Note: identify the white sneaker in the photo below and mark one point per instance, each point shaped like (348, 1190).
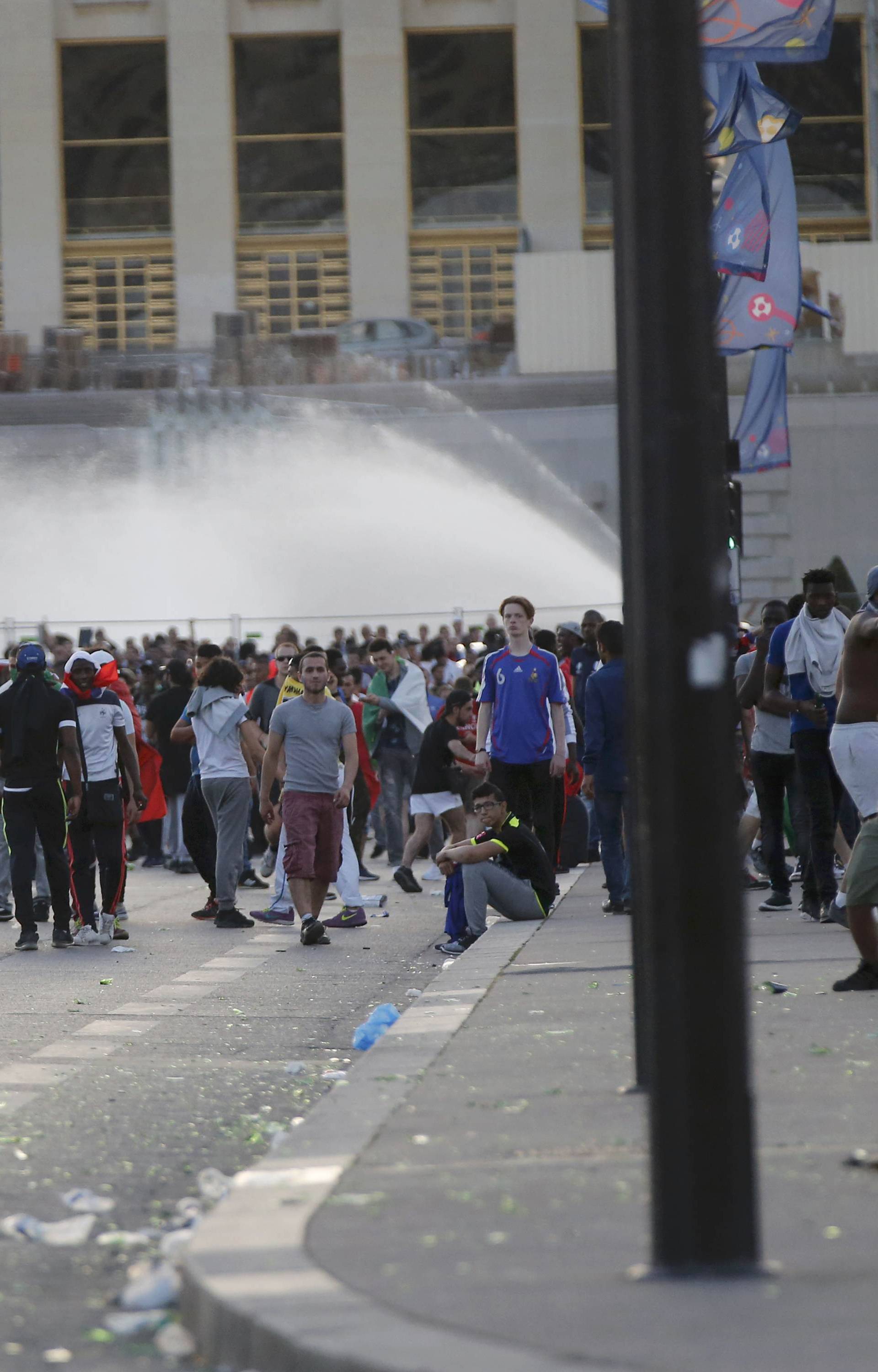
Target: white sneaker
(86, 936)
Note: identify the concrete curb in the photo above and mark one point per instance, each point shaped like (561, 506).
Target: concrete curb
(253, 1296)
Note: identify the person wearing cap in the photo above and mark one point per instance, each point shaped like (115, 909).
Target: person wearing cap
(854, 745)
(36, 726)
(96, 837)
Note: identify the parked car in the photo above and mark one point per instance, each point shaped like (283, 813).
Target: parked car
(386, 337)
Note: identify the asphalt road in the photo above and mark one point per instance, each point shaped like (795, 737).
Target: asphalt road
(131, 1072)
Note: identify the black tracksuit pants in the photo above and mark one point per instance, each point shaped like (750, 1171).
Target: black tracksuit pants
(199, 835)
(27, 814)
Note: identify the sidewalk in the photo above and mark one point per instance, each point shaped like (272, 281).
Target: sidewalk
(490, 1220)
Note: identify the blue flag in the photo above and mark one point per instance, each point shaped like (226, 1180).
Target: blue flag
(740, 225)
(743, 112)
(752, 316)
(767, 31)
(763, 430)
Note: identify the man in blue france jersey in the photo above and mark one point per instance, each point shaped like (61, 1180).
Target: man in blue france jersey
(808, 649)
(527, 743)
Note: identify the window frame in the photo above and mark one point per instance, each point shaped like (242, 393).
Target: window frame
(107, 232)
(306, 228)
(489, 225)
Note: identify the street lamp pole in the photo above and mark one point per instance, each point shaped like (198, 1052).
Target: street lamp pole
(675, 568)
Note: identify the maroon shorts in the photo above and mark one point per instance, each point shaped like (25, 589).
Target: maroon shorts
(315, 828)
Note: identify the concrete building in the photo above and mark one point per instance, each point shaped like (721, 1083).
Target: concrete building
(326, 160)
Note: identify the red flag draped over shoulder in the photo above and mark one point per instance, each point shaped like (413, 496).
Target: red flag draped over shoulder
(149, 758)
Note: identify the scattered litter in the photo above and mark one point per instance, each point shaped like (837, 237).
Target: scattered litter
(213, 1184)
(62, 1234)
(138, 1322)
(175, 1342)
(861, 1158)
(123, 1239)
(176, 1241)
(158, 1286)
(378, 1024)
(86, 1202)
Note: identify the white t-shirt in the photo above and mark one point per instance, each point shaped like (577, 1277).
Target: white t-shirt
(219, 756)
(773, 732)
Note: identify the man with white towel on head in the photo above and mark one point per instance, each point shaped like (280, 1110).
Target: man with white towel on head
(808, 649)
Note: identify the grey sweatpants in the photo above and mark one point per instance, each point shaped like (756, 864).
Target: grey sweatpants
(487, 884)
(228, 802)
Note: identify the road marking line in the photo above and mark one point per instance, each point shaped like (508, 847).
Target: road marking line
(116, 1027)
(195, 977)
(77, 1050)
(35, 1075)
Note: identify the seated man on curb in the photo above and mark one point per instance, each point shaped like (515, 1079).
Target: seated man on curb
(505, 868)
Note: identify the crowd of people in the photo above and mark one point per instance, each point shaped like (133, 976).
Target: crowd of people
(497, 754)
(219, 759)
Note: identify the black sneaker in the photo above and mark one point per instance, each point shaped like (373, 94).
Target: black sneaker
(833, 914)
(313, 932)
(234, 920)
(250, 881)
(865, 979)
(777, 900)
(751, 883)
(208, 911)
(405, 877)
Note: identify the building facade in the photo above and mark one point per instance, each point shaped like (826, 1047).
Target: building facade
(326, 160)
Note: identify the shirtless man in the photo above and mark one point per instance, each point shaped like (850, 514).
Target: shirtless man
(855, 752)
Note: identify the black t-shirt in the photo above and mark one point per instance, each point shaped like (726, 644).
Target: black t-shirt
(40, 756)
(434, 759)
(164, 713)
(262, 703)
(523, 855)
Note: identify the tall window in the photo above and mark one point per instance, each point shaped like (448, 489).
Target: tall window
(289, 94)
(596, 132)
(463, 129)
(829, 149)
(114, 112)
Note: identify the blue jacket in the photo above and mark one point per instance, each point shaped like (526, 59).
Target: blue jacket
(605, 728)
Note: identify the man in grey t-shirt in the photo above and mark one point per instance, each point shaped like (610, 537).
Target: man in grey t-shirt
(773, 762)
(315, 730)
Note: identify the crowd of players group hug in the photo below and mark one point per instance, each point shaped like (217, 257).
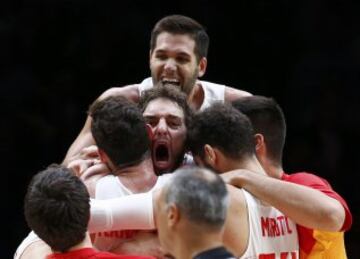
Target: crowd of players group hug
(177, 167)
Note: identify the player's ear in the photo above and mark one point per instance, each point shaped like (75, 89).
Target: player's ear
(103, 156)
(149, 131)
(210, 155)
(202, 66)
(259, 143)
(173, 215)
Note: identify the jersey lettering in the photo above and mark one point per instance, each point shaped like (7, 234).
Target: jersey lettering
(273, 227)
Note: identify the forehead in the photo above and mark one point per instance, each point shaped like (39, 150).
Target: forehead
(179, 43)
(163, 107)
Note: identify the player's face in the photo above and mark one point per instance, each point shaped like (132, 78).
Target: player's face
(173, 61)
(167, 122)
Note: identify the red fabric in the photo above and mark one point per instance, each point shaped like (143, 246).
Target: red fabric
(306, 235)
(322, 185)
(90, 253)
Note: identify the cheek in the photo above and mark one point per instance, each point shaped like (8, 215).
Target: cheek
(179, 137)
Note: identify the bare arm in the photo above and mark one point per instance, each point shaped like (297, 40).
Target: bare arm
(85, 139)
(232, 94)
(306, 206)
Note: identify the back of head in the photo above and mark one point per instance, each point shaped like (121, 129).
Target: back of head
(222, 127)
(57, 208)
(179, 24)
(169, 92)
(200, 195)
(119, 129)
(267, 119)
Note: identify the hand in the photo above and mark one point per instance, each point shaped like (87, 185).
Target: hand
(87, 153)
(143, 243)
(79, 166)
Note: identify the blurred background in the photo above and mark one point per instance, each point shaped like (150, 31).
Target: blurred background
(57, 56)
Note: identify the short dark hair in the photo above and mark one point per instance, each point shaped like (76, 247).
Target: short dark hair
(180, 24)
(57, 207)
(223, 127)
(267, 119)
(171, 93)
(200, 194)
(119, 129)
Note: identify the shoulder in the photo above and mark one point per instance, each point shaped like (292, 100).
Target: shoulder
(130, 92)
(237, 199)
(307, 179)
(232, 94)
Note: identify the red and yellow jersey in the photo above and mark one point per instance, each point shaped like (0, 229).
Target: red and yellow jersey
(316, 244)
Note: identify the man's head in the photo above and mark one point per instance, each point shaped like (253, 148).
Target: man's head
(195, 199)
(220, 134)
(178, 50)
(166, 111)
(119, 130)
(269, 125)
(57, 208)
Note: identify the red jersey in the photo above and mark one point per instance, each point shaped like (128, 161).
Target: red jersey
(91, 253)
(314, 243)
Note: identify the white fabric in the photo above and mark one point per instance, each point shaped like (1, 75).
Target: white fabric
(270, 232)
(128, 212)
(31, 238)
(115, 220)
(212, 92)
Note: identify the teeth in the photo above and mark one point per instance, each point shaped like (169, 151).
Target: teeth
(171, 81)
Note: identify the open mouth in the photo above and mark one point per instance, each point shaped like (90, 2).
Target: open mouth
(173, 82)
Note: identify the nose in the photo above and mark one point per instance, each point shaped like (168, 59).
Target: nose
(162, 127)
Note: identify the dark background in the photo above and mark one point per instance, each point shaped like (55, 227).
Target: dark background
(56, 57)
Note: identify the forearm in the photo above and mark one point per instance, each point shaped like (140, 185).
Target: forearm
(304, 205)
(84, 139)
(128, 212)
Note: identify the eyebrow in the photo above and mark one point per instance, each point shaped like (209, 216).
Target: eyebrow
(181, 53)
(170, 116)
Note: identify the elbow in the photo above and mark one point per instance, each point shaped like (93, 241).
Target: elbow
(333, 218)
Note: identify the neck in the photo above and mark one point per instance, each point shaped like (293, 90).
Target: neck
(272, 169)
(86, 243)
(250, 163)
(138, 178)
(196, 96)
(191, 245)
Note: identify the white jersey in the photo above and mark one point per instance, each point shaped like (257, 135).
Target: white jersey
(109, 187)
(212, 92)
(271, 233)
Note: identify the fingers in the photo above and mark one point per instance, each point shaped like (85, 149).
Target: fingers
(79, 166)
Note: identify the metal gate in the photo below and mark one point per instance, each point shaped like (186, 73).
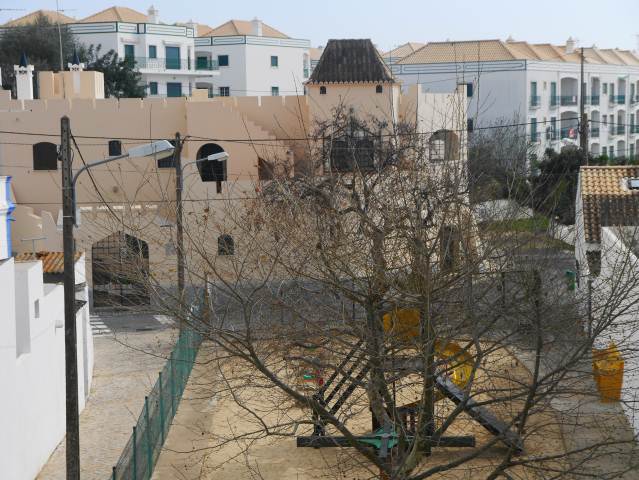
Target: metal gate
(120, 264)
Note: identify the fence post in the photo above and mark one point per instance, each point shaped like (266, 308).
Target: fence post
(149, 451)
(161, 407)
(172, 381)
(135, 453)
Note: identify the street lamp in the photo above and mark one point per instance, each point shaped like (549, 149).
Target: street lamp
(70, 337)
(204, 170)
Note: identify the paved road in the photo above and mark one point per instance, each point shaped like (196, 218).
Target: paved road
(129, 353)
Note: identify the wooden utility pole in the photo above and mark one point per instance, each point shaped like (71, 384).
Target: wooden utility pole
(70, 337)
(177, 160)
(583, 118)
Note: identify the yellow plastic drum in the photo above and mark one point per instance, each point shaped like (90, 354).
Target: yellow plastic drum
(608, 367)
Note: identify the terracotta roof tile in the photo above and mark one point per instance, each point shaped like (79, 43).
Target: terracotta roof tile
(117, 14)
(52, 262)
(606, 199)
(32, 17)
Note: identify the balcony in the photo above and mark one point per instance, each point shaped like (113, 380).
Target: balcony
(569, 132)
(592, 100)
(164, 64)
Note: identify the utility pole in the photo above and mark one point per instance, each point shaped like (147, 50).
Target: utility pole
(70, 340)
(583, 118)
(177, 160)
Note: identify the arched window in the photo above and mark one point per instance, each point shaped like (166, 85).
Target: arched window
(45, 156)
(115, 148)
(443, 145)
(211, 171)
(225, 245)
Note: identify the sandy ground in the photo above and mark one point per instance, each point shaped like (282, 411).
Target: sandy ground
(124, 373)
(212, 437)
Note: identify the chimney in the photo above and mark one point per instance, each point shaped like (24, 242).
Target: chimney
(257, 27)
(153, 15)
(24, 79)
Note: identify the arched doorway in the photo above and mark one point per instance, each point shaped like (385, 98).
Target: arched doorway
(120, 265)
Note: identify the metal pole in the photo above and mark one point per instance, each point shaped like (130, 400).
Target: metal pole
(583, 131)
(70, 340)
(177, 160)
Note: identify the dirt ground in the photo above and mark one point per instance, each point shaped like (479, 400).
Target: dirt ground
(213, 437)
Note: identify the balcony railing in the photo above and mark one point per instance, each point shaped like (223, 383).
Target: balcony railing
(163, 64)
(592, 100)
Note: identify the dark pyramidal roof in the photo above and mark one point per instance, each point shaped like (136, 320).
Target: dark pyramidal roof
(350, 61)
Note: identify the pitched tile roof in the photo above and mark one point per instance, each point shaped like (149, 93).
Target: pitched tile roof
(117, 14)
(351, 61)
(496, 50)
(52, 262)
(606, 199)
(32, 17)
(403, 50)
(244, 28)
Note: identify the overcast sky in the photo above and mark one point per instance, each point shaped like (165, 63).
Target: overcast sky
(390, 23)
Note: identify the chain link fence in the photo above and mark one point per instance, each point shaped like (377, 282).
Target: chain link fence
(143, 448)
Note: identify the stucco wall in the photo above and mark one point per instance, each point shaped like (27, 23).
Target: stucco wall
(32, 405)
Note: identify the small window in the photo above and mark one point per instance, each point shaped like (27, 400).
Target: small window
(115, 148)
(45, 156)
(167, 162)
(225, 245)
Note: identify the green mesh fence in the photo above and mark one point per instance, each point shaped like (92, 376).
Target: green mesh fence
(143, 448)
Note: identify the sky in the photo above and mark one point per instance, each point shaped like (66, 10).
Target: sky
(392, 23)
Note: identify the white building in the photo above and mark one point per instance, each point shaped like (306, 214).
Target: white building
(254, 59)
(32, 380)
(607, 259)
(536, 84)
(164, 54)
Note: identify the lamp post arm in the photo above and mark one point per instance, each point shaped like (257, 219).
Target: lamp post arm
(85, 167)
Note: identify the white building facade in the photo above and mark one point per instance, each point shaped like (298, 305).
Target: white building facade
(32, 378)
(538, 85)
(253, 60)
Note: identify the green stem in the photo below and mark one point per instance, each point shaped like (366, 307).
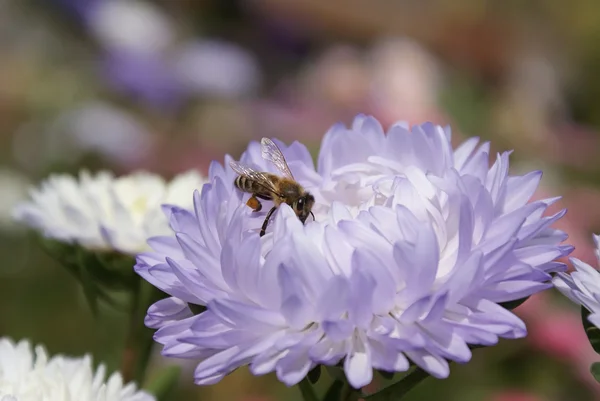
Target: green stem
(139, 341)
(399, 389)
(308, 393)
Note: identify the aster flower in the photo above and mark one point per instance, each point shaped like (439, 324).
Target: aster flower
(582, 286)
(101, 212)
(413, 248)
(27, 375)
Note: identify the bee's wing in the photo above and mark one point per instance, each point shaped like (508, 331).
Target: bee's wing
(260, 178)
(271, 152)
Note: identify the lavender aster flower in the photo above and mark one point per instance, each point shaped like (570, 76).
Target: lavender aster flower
(413, 248)
(582, 286)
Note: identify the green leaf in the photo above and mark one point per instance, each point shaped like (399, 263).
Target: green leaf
(595, 369)
(164, 385)
(89, 288)
(510, 305)
(334, 392)
(399, 389)
(591, 331)
(315, 374)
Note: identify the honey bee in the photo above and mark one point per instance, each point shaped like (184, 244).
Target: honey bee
(267, 186)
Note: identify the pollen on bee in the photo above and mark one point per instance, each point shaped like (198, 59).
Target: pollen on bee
(254, 204)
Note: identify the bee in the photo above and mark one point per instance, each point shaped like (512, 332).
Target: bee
(267, 186)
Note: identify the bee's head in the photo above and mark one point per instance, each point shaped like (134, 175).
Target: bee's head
(303, 206)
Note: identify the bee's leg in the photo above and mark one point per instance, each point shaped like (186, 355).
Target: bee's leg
(254, 203)
(266, 223)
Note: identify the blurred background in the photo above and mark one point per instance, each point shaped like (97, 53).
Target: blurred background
(168, 85)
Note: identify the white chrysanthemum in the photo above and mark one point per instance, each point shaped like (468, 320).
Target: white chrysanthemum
(102, 212)
(582, 286)
(29, 376)
(133, 26)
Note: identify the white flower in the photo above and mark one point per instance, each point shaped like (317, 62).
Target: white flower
(135, 26)
(29, 376)
(102, 212)
(582, 286)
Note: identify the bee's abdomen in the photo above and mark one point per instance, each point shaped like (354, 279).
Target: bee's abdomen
(244, 183)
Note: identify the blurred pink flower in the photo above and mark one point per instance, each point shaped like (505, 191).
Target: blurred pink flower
(560, 334)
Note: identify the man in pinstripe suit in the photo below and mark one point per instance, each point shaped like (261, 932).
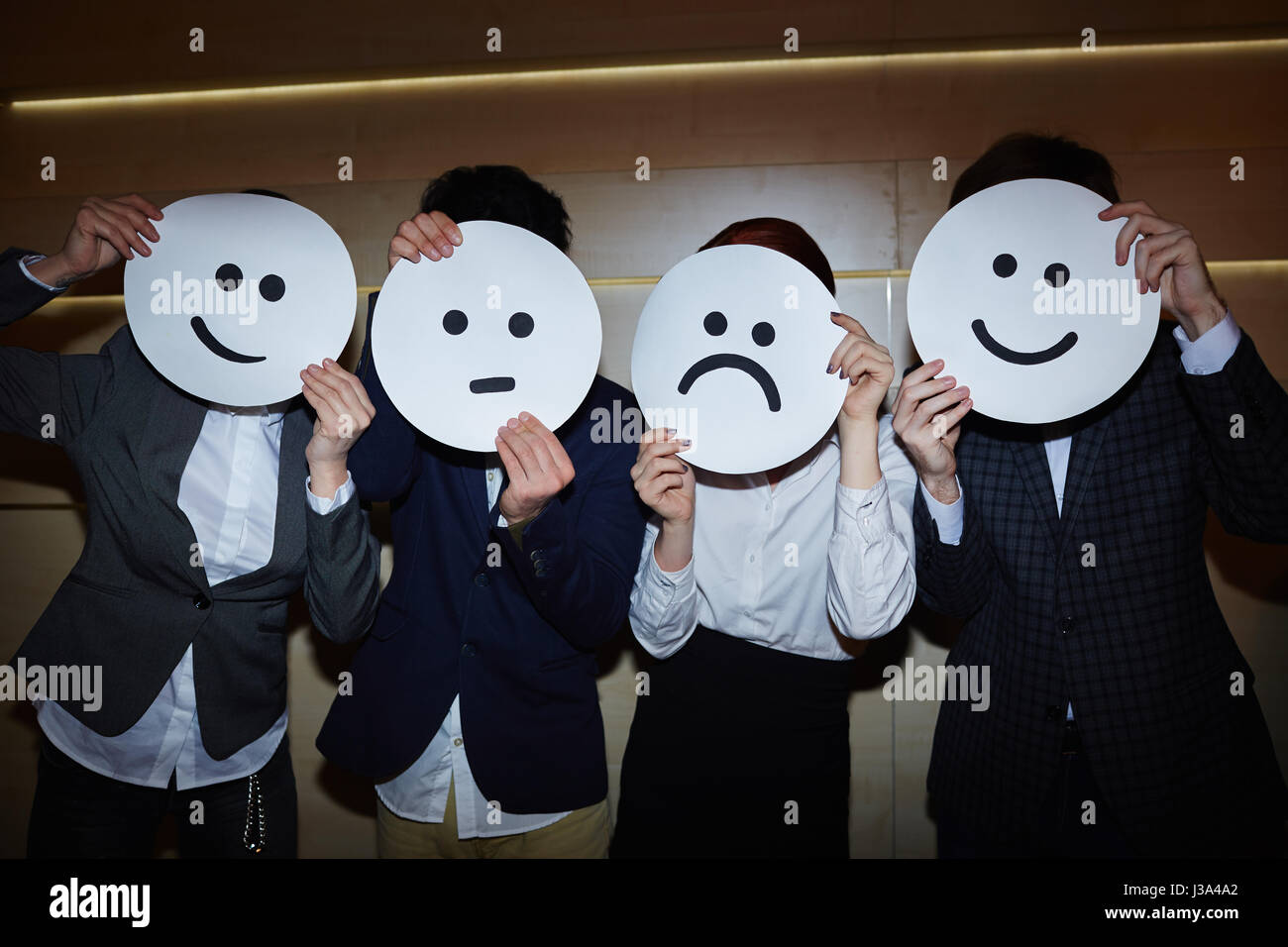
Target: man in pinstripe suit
(1122, 716)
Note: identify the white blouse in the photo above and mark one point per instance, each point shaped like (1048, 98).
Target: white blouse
(763, 571)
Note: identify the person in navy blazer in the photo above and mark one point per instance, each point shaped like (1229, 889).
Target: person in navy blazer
(485, 634)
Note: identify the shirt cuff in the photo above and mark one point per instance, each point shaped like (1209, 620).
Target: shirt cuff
(678, 583)
(321, 504)
(866, 509)
(38, 258)
(1211, 351)
(948, 515)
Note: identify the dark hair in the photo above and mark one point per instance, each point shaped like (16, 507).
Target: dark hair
(778, 235)
(265, 192)
(498, 192)
(1030, 155)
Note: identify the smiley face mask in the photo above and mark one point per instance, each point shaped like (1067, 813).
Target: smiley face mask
(241, 292)
(1017, 289)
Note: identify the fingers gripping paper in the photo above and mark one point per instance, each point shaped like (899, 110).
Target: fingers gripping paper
(506, 324)
(732, 352)
(240, 294)
(1017, 289)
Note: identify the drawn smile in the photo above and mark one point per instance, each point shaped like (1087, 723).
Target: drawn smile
(211, 343)
(1014, 357)
(726, 360)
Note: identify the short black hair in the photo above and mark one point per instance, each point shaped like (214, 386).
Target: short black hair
(1033, 155)
(498, 192)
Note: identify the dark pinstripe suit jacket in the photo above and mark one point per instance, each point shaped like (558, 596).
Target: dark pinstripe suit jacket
(134, 600)
(1136, 641)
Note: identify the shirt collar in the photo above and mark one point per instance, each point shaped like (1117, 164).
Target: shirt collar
(269, 414)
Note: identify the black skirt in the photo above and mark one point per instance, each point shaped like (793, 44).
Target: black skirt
(737, 751)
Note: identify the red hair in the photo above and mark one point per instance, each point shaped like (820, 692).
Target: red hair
(780, 235)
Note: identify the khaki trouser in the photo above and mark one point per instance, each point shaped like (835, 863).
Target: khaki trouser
(580, 834)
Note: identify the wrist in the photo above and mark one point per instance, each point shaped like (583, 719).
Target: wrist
(53, 270)
(1205, 317)
(941, 487)
(327, 476)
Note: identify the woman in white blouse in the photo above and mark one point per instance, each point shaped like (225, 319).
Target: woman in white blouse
(751, 591)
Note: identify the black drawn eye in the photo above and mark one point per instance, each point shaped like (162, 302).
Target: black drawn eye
(520, 325)
(455, 322)
(271, 287)
(228, 277)
(1056, 274)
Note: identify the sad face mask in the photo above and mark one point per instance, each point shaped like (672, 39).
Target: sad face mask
(729, 351)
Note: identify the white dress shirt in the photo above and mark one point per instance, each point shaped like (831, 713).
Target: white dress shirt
(763, 571)
(228, 491)
(1205, 356)
(420, 791)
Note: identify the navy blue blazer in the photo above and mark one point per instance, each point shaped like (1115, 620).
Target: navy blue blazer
(515, 639)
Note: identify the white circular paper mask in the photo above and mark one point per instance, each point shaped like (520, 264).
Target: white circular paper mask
(732, 351)
(1018, 291)
(241, 294)
(506, 324)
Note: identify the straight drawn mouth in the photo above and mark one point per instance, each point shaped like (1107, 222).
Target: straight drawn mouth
(1014, 357)
(489, 385)
(728, 360)
(211, 343)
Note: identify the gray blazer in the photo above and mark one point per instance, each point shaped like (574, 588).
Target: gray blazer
(134, 602)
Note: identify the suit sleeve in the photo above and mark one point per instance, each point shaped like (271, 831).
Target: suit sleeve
(579, 571)
(1243, 416)
(43, 394)
(382, 462)
(342, 582)
(953, 579)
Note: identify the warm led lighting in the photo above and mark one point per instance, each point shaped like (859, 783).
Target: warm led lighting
(590, 73)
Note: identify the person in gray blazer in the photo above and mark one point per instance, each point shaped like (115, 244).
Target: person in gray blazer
(202, 521)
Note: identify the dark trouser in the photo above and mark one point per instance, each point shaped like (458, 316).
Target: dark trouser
(1064, 830)
(81, 814)
(737, 750)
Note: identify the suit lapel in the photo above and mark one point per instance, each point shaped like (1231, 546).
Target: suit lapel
(171, 431)
(475, 482)
(1030, 462)
(288, 526)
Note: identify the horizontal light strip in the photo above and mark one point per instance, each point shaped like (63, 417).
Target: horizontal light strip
(649, 279)
(784, 63)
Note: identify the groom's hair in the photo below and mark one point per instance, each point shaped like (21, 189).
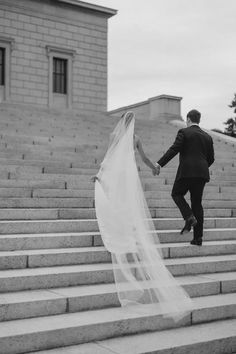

────────

* _Work instructions_:
Reproduce the lines of the entries above from the one with "Note: identify the window" to the one with "Note: identify the scattered", both included, exactly and without any other line.

* _Written solution_:
Note: identify the window frame in the photo above and mark one point per instance, each point shaped like (242, 393).
Target: window frame
(107, 232)
(306, 228)
(489, 225)
Note: identify the street lamp pole in the photo above and mark one point per instance, each point shaped like (198, 1052).
Target: street lamp pole
(675, 568)
Note: identify the maroon shorts in the photo above and mark one point per instance, each point shaped like (25, 589).
Target: maroon shorts
(315, 828)
Note: identify the concrete building in the photo above and mark one point per instance, each point shaped like (721, 1083).
Target: concrete building
(326, 160)
Note: identify the red flag draped over shoulder in the photo above and mark one point per instance, each point shaped like (413, 496).
Target: red flag draped over shoulder
(149, 758)
Note: identify the scattered litter in the photo above and mark one point per instance, each point shaped like (837, 237).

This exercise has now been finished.